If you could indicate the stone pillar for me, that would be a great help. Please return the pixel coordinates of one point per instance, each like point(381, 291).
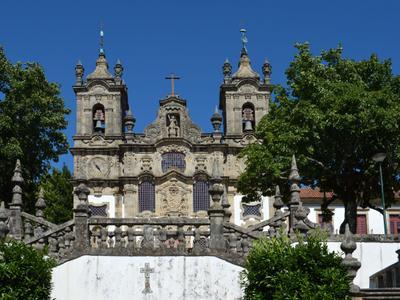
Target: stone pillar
point(3, 221)
point(351, 263)
point(15, 222)
point(81, 216)
point(294, 179)
point(216, 212)
point(131, 203)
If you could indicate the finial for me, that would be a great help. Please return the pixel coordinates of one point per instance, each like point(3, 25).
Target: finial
point(118, 70)
point(294, 171)
point(40, 204)
point(266, 69)
point(101, 39)
point(244, 40)
point(278, 204)
point(216, 120)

^^^^^^^^^^^^^^^^

## Direction
Lay out the records above as a CSV with two columns named "instruction" and "answer", one row per record. Put each record's text and its answer in separate quoted fields, replace line breaks with spaces, and leave out the pictures.

## Problem solution
instruction,answer
"If you could indicate the stone pillar for me, that would be a great help. Please return the pixel coordinates of one point per instance, each like point(381, 291). Target: stone pillar","point(3, 221) point(351, 263) point(15, 222) point(81, 216) point(294, 179) point(216, 212) point(131, 203)"
"If you could indicate the finial for me, that would be a great help. Please return the pixel coordinates of one point per instance, each like point(3, 25). Target: finial","point(118, 70) point(294, 171) point(40, 204) point(266, 69) point(101, 39) point(244, 40) point(278, 204) point(216, 120)"